> **Records contained in a dataset**
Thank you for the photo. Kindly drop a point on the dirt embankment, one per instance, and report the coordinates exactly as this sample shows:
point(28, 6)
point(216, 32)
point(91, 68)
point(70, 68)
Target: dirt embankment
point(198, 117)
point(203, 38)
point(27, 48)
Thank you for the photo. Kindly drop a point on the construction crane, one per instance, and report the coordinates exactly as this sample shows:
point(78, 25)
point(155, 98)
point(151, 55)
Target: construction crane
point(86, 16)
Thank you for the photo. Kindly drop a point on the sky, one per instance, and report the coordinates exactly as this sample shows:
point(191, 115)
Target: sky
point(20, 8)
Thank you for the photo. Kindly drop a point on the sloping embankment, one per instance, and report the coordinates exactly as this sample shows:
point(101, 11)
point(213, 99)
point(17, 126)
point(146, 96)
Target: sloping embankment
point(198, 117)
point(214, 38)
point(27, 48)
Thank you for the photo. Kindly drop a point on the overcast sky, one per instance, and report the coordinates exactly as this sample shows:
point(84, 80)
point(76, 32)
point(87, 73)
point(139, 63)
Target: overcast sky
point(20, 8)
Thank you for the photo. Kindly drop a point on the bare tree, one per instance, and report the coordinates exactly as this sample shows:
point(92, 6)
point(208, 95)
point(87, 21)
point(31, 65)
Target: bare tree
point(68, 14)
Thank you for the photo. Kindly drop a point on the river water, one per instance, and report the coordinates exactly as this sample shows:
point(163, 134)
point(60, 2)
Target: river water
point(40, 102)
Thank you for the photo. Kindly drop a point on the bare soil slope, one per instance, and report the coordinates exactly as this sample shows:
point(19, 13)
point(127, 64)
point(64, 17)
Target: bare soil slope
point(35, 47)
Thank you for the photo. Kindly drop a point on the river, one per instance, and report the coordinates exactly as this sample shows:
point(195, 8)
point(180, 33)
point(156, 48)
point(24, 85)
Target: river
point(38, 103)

> **Requirement**
Your reply should match the data above exactly, line for line.

> **Result of the exercise**
Thank you for the photo. Kindly drop a point on the dirt embankment, one per instance, and report the coordinates exactly as this sample shows:
point(28, 6)
point(216, 32)
point(91, 68)
point(70, 68)
Target: dirt embankment
point(198, 117)
point(203, 38)
point(27, 48)
Thank you for the photo. Kindly drop a point on the construction crane, one per instance, and report the coordinates exactly as this sample shows:
point(78, 25)
point(155, 98)
point(151, 55)
Target: construction crane
point(86, 16)
Thank you for the photo. Kindly drop a point on the sky, one per instance, and report the coordinates exactly as this sample shows:
point(191, 115)
Target: sky
point(20, 8)
Thank you for the photo. Kindly drop a point on the sloping embankment, one per instance, and report the coordinates exactly as this sample shows:
point(101, 11)
point(213, 99)
point(17, 126)
point(146, 96)
Target: sloping embankment
point(198, 117)
point(214, 38)
point(27, 48)
Thank you for the photo. Kindly drop a point on the overcast sky, one per instance, and report the coordinates exactly as this sample shows:
point(84, 80)
point(76, 32)
point(87, 73)
point(139, 63)
Target: overcast sky
point(20, 8)
Thank you for the photo. Kindly drop a point on the bare tree, one per instance, and report the coordinates exactly as this sample shows:
point(92, 6)
point(208, 95)
point(87, 21)
point(31, 65)
Target: bare tree
point(68, 14)
Thank you for the photo. Kindly drop a point on the river water, one per instance, and report the coordinates exactly as this sample shows:
point(163, 134)
point(60, 2)
Target: river water
point(40, 102)
Thank you for the photo. Kindly drop a point on the bare soil slope, one per instance, and report the coordinates exactly as this sample shows:
point(19, 13)
point(127, 64)
point(64, 17)
Target: bare soil slope
point(35, 47)
Thank you for the photo. Kindly drop a point on the river, one per instance, and report the coordinates exactly as this sample shows:
point(195, 8)
point(180, 33)
point(156, 48)
point(24, 85)
Target: river
point(38, 103)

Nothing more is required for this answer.